[Dataset excerpts on object pointing]
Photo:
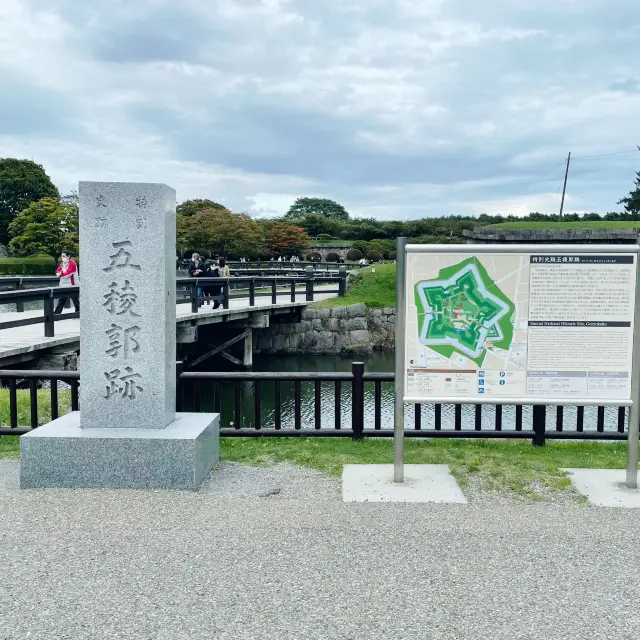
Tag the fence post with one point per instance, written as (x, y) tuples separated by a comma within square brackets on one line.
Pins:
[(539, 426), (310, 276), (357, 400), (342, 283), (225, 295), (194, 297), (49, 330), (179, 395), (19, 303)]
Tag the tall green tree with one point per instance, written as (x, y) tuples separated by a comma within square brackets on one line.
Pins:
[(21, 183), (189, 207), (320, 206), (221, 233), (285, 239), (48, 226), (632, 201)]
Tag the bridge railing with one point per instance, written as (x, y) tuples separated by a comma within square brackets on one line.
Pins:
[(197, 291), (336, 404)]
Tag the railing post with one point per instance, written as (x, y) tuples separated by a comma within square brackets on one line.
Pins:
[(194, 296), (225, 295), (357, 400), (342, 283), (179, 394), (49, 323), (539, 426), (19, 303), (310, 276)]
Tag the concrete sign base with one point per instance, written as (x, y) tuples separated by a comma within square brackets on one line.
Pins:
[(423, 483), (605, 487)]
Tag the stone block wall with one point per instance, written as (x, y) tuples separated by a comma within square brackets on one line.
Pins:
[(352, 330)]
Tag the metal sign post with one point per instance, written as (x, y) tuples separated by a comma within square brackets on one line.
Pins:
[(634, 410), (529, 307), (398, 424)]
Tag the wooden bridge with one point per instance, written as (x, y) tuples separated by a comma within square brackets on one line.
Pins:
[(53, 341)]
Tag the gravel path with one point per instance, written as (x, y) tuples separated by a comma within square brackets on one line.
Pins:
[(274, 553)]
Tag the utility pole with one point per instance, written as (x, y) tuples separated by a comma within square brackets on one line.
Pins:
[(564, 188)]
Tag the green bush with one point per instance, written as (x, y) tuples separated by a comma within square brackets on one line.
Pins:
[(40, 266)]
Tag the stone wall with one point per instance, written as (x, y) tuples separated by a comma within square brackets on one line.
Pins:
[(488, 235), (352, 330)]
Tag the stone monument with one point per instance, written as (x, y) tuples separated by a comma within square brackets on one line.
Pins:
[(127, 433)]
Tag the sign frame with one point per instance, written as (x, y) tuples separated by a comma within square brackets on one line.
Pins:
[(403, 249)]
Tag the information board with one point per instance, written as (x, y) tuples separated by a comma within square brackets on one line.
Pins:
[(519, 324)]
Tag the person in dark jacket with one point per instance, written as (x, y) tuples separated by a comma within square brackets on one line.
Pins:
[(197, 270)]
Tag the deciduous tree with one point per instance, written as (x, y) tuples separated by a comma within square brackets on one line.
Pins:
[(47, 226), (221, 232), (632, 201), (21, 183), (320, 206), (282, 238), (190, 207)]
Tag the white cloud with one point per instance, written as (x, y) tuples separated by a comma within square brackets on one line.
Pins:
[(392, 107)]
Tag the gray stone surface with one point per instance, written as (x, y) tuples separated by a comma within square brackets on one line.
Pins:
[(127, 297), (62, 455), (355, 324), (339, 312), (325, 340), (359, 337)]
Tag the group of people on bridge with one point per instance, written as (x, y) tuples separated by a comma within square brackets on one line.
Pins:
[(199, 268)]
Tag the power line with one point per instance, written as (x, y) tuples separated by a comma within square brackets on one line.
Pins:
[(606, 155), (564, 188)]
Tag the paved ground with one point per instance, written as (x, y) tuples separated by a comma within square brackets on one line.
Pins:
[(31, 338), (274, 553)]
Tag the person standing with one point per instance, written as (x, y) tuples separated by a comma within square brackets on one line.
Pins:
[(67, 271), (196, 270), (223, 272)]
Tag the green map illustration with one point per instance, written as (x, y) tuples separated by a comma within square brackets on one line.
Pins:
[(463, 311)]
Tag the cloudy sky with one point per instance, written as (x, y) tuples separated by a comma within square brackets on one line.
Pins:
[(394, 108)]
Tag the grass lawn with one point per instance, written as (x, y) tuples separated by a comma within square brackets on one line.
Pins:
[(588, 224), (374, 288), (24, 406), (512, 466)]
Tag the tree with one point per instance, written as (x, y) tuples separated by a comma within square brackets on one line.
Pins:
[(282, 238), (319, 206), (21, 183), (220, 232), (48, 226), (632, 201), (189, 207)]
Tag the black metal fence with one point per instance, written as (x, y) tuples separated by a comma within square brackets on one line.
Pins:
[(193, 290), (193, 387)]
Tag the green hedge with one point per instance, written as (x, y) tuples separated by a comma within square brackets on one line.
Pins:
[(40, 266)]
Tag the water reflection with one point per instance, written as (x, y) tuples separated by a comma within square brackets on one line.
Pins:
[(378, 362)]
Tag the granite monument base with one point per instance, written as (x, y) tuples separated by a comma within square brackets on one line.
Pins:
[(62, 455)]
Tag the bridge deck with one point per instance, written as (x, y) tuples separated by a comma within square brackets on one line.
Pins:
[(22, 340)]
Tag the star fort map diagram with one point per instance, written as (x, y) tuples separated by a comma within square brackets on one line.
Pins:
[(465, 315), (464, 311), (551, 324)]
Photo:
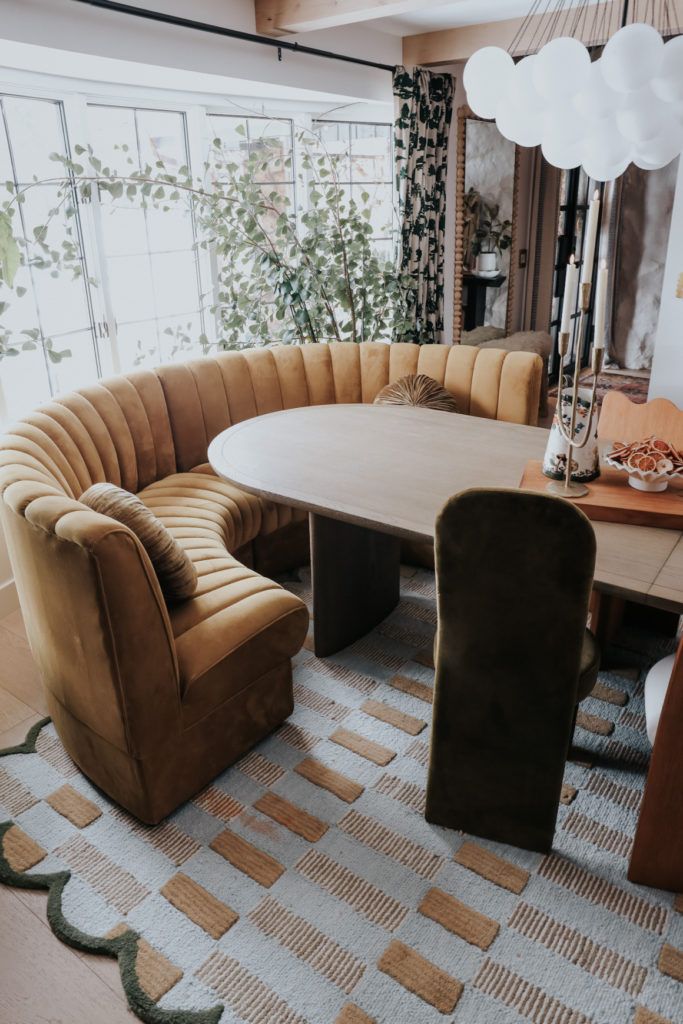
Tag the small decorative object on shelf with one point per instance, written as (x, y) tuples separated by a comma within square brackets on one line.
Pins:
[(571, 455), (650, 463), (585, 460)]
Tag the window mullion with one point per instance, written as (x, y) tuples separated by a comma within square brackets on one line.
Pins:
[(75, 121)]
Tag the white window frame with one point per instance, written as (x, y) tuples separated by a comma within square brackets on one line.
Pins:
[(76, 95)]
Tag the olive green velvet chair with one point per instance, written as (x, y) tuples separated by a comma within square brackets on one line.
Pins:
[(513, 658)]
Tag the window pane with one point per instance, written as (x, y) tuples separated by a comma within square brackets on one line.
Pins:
--
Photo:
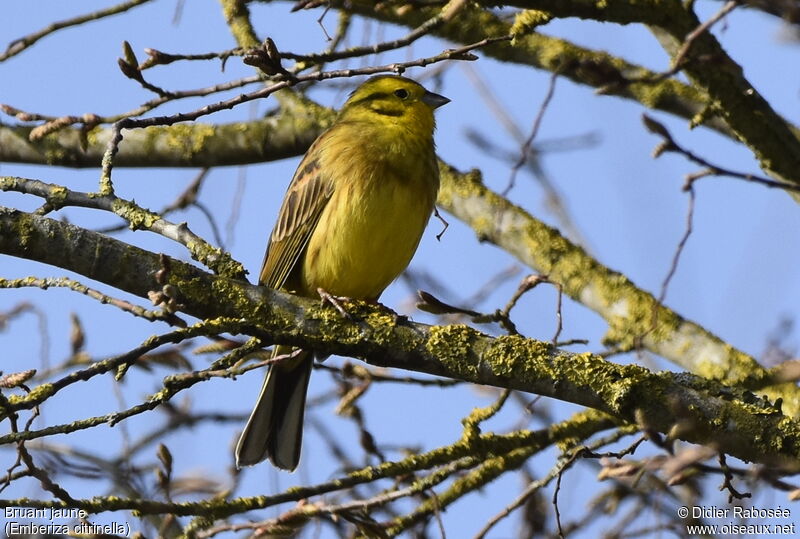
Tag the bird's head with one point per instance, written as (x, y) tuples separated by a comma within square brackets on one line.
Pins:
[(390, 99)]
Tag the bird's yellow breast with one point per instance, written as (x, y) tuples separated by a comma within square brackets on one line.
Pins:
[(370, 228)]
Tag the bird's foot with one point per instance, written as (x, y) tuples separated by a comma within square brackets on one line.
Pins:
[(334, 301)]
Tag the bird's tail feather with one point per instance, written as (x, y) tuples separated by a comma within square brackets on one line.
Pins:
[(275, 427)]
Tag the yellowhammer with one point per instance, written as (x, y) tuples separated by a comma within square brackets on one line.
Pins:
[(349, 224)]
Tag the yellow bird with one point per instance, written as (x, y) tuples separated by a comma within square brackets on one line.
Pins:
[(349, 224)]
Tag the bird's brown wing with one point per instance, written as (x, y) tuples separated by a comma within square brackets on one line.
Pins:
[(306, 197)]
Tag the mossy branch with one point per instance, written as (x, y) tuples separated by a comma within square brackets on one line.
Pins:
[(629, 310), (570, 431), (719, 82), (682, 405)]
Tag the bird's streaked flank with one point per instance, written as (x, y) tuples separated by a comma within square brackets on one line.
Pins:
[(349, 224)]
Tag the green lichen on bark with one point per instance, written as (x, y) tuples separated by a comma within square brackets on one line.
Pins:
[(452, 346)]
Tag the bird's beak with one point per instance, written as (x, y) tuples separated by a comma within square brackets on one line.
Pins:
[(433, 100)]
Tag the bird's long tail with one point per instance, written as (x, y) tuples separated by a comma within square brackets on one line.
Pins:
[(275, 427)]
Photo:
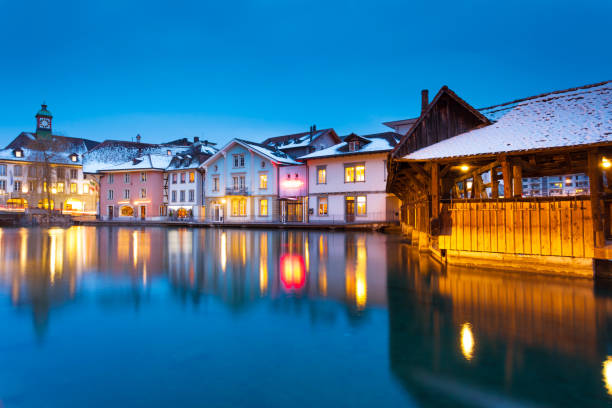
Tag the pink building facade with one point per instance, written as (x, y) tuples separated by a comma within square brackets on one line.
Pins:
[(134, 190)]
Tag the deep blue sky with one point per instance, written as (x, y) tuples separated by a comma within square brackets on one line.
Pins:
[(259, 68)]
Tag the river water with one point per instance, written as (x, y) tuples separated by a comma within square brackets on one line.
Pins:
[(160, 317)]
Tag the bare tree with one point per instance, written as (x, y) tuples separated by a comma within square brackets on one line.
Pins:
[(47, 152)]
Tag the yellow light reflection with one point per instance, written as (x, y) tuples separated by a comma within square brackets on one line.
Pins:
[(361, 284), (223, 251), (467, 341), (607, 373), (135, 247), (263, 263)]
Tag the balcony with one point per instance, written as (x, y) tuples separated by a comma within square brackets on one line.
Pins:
==
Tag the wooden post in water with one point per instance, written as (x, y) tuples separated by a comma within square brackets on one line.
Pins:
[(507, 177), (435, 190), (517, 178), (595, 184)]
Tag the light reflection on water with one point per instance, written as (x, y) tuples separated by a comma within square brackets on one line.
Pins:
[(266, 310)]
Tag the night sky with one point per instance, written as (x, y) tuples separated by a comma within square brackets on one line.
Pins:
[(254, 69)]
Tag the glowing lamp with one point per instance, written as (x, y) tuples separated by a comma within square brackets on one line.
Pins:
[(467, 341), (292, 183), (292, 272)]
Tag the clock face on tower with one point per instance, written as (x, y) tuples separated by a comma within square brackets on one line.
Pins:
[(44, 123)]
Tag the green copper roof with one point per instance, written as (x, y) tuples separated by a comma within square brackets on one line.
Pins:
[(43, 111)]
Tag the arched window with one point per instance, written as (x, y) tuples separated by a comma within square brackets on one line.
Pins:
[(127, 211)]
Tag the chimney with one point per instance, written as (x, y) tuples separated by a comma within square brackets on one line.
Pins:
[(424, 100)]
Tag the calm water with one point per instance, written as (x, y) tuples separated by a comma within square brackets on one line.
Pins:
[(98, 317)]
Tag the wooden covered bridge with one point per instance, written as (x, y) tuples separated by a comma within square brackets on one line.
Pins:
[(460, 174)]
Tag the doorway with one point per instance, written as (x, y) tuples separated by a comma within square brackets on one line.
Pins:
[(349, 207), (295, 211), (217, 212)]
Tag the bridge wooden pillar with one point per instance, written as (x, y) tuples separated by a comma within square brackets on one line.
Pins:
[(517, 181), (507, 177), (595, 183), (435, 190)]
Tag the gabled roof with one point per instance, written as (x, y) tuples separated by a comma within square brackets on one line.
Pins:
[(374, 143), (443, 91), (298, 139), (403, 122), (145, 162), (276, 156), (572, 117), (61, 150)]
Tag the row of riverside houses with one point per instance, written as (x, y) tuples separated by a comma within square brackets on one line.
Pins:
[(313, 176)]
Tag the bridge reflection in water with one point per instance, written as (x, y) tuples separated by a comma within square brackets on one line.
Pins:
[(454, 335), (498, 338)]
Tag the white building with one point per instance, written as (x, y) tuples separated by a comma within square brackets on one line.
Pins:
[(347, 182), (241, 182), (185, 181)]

* **GIVEN INSTRUCTION**
Edit the entries starting at the line with "Tag the utility" and ending at the line with "[(564, 188)]", and return only those lines, with "utility pole" changed to "street lamp" and everything else left as it is.

* **TASK SOLUTION**
Tag the street lamp with one point per instance, written as (x, y) tuples separated by a comma within square brackets on one line.
Pins:
[(564, 188)]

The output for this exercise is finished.